**PROBLEM STATEMENT**
Print the entire listing. Each line must match the original exactly.

**DATA SUPPLIED**
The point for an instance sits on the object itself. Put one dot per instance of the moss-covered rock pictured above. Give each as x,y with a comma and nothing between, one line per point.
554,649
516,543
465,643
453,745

**ANSWER AREA**
The point for an instance sits on the object itself. Put one dot per instance of the moss-covered rock pictured above. Give each as x,y with a comma and nothing between, one line per point.
554,649
516,543
465,643
453,745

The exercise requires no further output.